> **Listed entries**:
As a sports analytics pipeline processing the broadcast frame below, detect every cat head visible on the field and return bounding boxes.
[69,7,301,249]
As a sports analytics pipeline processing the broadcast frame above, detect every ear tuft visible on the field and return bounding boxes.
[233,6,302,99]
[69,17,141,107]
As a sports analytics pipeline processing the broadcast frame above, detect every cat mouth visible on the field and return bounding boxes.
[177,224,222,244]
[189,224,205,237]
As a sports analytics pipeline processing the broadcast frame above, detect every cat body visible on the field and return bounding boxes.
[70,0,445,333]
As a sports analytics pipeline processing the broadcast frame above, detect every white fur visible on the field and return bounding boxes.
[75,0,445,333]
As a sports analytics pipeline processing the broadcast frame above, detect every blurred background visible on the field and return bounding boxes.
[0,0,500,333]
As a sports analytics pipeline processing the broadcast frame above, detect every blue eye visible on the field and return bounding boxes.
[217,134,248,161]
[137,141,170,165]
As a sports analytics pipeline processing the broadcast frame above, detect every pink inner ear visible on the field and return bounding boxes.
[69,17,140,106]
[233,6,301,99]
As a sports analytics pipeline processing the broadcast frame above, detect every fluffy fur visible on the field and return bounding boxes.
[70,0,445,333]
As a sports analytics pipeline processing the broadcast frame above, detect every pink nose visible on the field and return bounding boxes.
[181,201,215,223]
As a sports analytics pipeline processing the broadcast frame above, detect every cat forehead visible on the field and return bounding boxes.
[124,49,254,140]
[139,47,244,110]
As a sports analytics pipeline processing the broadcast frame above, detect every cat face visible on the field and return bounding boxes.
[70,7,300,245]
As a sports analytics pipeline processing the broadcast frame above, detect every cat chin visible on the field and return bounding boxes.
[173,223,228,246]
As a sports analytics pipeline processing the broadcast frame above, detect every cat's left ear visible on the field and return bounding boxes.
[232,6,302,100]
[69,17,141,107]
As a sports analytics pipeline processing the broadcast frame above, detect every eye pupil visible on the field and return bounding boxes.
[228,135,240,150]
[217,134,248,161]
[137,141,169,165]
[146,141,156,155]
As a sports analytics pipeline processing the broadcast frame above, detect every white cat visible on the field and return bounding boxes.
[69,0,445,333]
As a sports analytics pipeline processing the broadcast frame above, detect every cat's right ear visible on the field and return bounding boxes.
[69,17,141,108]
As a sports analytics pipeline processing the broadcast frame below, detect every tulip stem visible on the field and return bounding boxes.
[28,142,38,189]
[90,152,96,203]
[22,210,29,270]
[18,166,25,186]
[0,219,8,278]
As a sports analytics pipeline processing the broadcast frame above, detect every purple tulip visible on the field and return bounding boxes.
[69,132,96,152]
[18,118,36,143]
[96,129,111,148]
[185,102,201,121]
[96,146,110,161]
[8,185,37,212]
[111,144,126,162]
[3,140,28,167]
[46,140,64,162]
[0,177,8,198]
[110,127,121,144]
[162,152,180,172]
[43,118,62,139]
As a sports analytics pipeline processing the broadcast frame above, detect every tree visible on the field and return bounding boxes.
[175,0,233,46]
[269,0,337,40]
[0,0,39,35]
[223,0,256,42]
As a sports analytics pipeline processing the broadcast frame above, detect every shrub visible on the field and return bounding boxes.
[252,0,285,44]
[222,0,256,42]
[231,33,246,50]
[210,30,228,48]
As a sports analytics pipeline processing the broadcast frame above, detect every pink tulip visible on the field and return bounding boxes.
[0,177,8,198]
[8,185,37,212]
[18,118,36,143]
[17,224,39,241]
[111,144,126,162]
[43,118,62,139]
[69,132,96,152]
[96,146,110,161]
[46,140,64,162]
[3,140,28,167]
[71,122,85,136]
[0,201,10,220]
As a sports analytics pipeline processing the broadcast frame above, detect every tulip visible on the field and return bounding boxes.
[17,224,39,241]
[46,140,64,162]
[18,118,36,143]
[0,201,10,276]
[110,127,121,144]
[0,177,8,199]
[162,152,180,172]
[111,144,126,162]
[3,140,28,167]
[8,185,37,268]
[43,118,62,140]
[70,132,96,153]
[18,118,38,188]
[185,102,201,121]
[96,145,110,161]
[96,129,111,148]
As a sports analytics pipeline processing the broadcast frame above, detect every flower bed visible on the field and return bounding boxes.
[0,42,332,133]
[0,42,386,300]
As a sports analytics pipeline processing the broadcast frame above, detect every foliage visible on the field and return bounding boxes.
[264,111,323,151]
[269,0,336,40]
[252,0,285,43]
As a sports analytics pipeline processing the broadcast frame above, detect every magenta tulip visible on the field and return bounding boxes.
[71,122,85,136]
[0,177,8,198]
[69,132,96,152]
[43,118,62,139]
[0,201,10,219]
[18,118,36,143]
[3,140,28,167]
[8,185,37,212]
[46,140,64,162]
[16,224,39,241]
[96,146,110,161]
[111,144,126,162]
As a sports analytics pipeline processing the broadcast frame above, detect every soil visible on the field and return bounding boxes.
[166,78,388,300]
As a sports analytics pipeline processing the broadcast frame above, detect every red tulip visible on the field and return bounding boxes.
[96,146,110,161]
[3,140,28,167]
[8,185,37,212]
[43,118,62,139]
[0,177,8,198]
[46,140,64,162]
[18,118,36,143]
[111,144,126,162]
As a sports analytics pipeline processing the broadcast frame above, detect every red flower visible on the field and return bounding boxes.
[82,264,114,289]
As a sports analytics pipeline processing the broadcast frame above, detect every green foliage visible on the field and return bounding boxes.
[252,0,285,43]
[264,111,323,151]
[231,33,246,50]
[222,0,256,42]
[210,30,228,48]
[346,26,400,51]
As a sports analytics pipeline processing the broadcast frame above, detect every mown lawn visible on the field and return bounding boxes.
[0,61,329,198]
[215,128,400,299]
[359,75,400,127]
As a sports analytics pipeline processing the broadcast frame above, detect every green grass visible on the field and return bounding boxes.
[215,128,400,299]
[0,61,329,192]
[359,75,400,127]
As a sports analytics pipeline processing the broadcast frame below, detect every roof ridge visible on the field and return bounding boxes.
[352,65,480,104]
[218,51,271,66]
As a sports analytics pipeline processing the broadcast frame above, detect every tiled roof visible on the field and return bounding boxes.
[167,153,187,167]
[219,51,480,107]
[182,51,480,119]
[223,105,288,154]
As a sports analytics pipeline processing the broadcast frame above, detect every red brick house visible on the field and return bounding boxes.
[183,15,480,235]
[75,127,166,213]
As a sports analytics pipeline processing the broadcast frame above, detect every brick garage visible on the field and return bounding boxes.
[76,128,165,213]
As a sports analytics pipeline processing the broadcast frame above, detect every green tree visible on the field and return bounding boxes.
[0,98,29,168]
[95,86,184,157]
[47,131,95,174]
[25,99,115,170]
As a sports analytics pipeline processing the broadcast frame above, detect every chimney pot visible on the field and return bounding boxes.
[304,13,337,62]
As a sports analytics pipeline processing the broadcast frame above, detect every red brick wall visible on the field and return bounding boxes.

> **Stated task**:
Format every line above as a JSON list of strings, one string per line, leaving out any blank lines.

> **Response below**:
[
  "As a sports analytics pipeline processing the broadcast frame below, detect every cat head visible on the field and return bounding boxes.",
  "[69,7,301,249]",
  "As a sports analytics pipeline processing the broadcast frame above, detect every ear tuft visible on the field and return bounding boxes.",
  "[233,6,302,99]",
  "[69,17,141,107]",
  "As a sports analytics pipeline processing the broadcast frame above, detect every cat mouth visible on the field and return bounding boxes.",
  "[177,224,222,244]",
  "[189,224,205,237]",
  "As a sports analytics pipeline processing the broadcast frame above, detect every cat body visible on the field and return bounding boxes.",
  "[70,0,445,333]",
  "As a sports analytics pipeline processing the broadcast frame above, detect every white fur visible on the field and return bounding boxes.",
  "[75,0,445,333]",
  "As a sports analytics pipeline processing the broadcast frame above, detect every blurred background visible on the field and return bounding boxes.",
  "[0,0,500,333]",
  "As a sports analytics pipeline processing the broadcast frame above, detect every blue eye visible on the field and return bounding boxes.",
  "[217,134,248,161]",
  "[137,141,170,165]",
  "As a sports analytics pipeline processing the broadcast frame above, detect every pink inner ear visible on the field and return bounding boxes.",
  "[69,17,140,106]",
  "[233,6,301,99]",
  "As a sports analytics pipeline processing the broadcast frame above, detect every fluffy fur visible on the field and return bounding boxes.",
  "[70,0,445,333]",
  "As a sports analytics pipeline processing the broadcast frame above, detect every pink nose visible on the field and return bounding boxes.",
  "[181,201,215,223]",
  "As a sports analytics pipeline processing the broadcast frame above, detect every cat forehead visible on the field and return bounding boxes.",
  "[124,49,254,140]",
  "[139,47,244,110]",
  "As a sports analytics pipeline processing the broadcast frame above, detect every cat face visible on the field and return bounding boxes.",
  "[70,7,300,245]",
  "As a sports analytics pipeline processing the broadcast frame above, detect every cat chin visible on the field and return bounding boxes.",
  "[173,223,228,246]",
  "As a sports analytics pipeline processing the broadcast frame above, detect every cat's left ear visible on the field and return bounding boxes.",
  "[232,6,302,100]",
  "[69,17,141,107]",
  "As a sports analytics pipeline processing the broadcast frame above, detect every eye pupil visible on the field and return bounding boxes.",
  "[228,135,240,150]",
  "[217,134,248,161]",
  "[137,141,169,165]",
  "[146,141,156,155]",
  "As a sports analytics pipeline processing the broadcast frame above, detect every white cat visible on the field and return bounding boxes.",
  "[69,0,445,333]",
  "As a sports analytics pipeline processing the broadcast frame above, detect every cat's right ear visible on the field and return bounding boxes.",
  "[69,17,141,108]",
  "As a sports analytics pipeline processing the broadcast frame below, detect every tulip stem visible on the field and return bounding boxes.",
  "[28,142,38,189]",
  "[90,152,96,203]",
  "[22,210,29,270]",
  "[18,166,25,186]",
  "[0,219,8,278]",
  "As a sports analytics pipeline processing the broadcast frame above, detect every purple tulip visible on the field and return bounding boxes.",
  "[69,132,96,152]",
  "[18,118,36,143]",
  "[96,129,111,148]",
  "[185,102,201,121]",
  "[96,146,110,161]",
  "[8,185,37,212]",
  "[111,144,126,162]",
  "[3,140,28,167]",
  "[46,140,64,162]",
  "[0,177,8,198]",
  "[110,127,121,144]",
  "[162,152,180,172]",
  "[43,118,62,139]",
  "As a sports analytics pipeline processing the broadcast frame above, detect every tree visible on the field and return bounding boxes.",
  "[175,0,233,46]",
  "[269,0,337,40]",
  "[0,0,39,35]",
  "[223,0,256,42]",
  "As a sports analytics pipeline processing the broadcast frame above, detect every shrub visible on the field and return bounding boxes.",
  "[252,0,285,44]",
  "[222,0,256,42]",
  "[231,33,246,50]",
  "[210,30,228,48]",
  "As a sports analytics pipeline processing the broadcast frame above, detect every pink tulip visible on the field and return bounding boxes.",
  "[0,177,8,198]",
  "[8,185,37,212]",
  "[18,118,36,143]",
  "[17,224,39,241]",
  "[111,144,126,162]",
  "[43,118,62,139]",
  "[69,132,96,152]",
  "[96,146,110,161]",
  "[46,140,64,162]",
  "[3,140,28,167]",
  "[71,122,85,136]",
  "[0,201,10,220]",
  "As a sports analytics pipeline processing the broadcast frame above, detect every tulip visible on the field and return bounding boxes.",
  "[17,224,39,241]",
  "[46,140,64,162]",
  "[18,118,36,143]",
  "[0,201,10,276]",
  "[110,127,121,144]",
  "[0,177,8,199]",
  "[162,152,180,172]",
  "[111,144,126,162]",
  "[3,140,28,167]",
  "[8,185,37,268]",
  "[43,118,62,140]",
  "[70,132,96,153]",
  "[18,118,38,188]",
  "[185,102,201,121]",
  "[96,145,110,161]",
  "[96,129,111,148]",
  "As a sports analytics pipeline processing the broadcast frame above, detect every flower bed visible on the field and return bounding boxes.",
  "[0,42,332,133]",
  "[0,42,386,300]",
  "As a sports analytics pipeline processing the broadcast frame above, detect every foliage visible on the field and return bounding boxes.",
  "[264,111,323,151]",
  "[269,0,336,40]",
  "[252,0,285,43]",
  "As a sports analytics pipeline processing the broadcast frame above, detect every magenta tulip visible on the field and return bounding boxes.",
  "[71,122,85,136]",
  "[0,177,8,198]",
  "[69,132,96,152]",
  "[43,118,62,139]",
  "[0,201,10,219]",
  "[18,118,36,143]",
  "[3,140,28,167]",
  "[8,185,37,212]",
  "[46,140,64,162]",
  "[16,224,39,241]",
  "[96,146,110,161]",
  "[111,144,126,162]",
  "As a sports analytics pipeline processing the broadcast frame above, detect every soil visible on the field and return bounding boxes.",
  "[166,78,388,300]",
  "As a sports analytics pipeline processing the broadcast frame above, detect every red tulip visible on the field and return bounding boxes.",
  "[96,146,110,161]",
  "[3,140,28,167]",
  "[8,185,37,212]",
  "[43,118,62,139]",
  "[0,177,8,198]",
  "[46,140,64,162]",
  "[18,118,36,143]",
  "[111,144,126,162]",
  "As a sports analytics pipeline processing the broadcast frame above, detect every red flower visible on the field and return bounding boxes.",
  "[82,264,114,289]",
  "As a sports analytics pipeline processing the broadcast frame above, detect every green foliage visible on the field and return bounding boxes.",
  "[252,0,285,43]",
  "[264,111,323,151]",
  "[231,33,246,50]",
  "[222,0,256,42]",
  "[210,30,228,48]",
  "[346,26,400,51]",
  "As a sports analytics pipeline processing the broadcast frame above, detect every mown lawn visible on the field and return bounding boxes.",
  "[0,61,329,198]",
  "[215,128,400,299]",
  "[359,75,400,127]",
  "As a sports analytics pipeline processing the broadcast frame above, detect every green grass visible on the field and return bounding boxes.",
  "[215,128,400,299]",
  "[0,61,329,192]",
  "[359,75,400,127]",
  "As a sports analytics pipeline processing the broadcast frame below, detect every roof ridge visible on the field and return bounding boxes.",
  "[352,65,480,104]",
  "[218,51,271,66]",
  "As a sports analytics pipeline processing the broadcast frame above, detect every tiled roof visible on the field and return bounding boxes.",
  "[167,153,187,167]",
  "[219,51,480,107]",
  "[182,51,480,119]",
  "[223,105,288,154]",
  "As a sports analytics pipeline processing the broadcast frame above, detect every red brick house visible on the field and return bounding boxes.",
  "[183,15,480,235]",
  "[75,127,166,213]",
  "As a sports analytics pipeline processing the broadcast frame above, detect every brick garage visible on the field and return bounding boxes.",
  "[76,128,165,213]",
  "As a sports analytics pipeline processing the broadcast frame above, detect every green tree visible on the field and return bounding boxes.",
  "[0,98,29,168]",
  "[95,86,184,157]",
  "[47,131,95,174]",
  "[25,99,115,170]",
  "As a sports analytics pipeline processing the broadcast frame above, detect every chimney pot visible on the field and return bounding boxes.",
  "[304,13,337,62]",
  "As a sports analytics pipeline processing the broadcast frame above, detect every red brick wall visible on the field and return bounding boxes."
]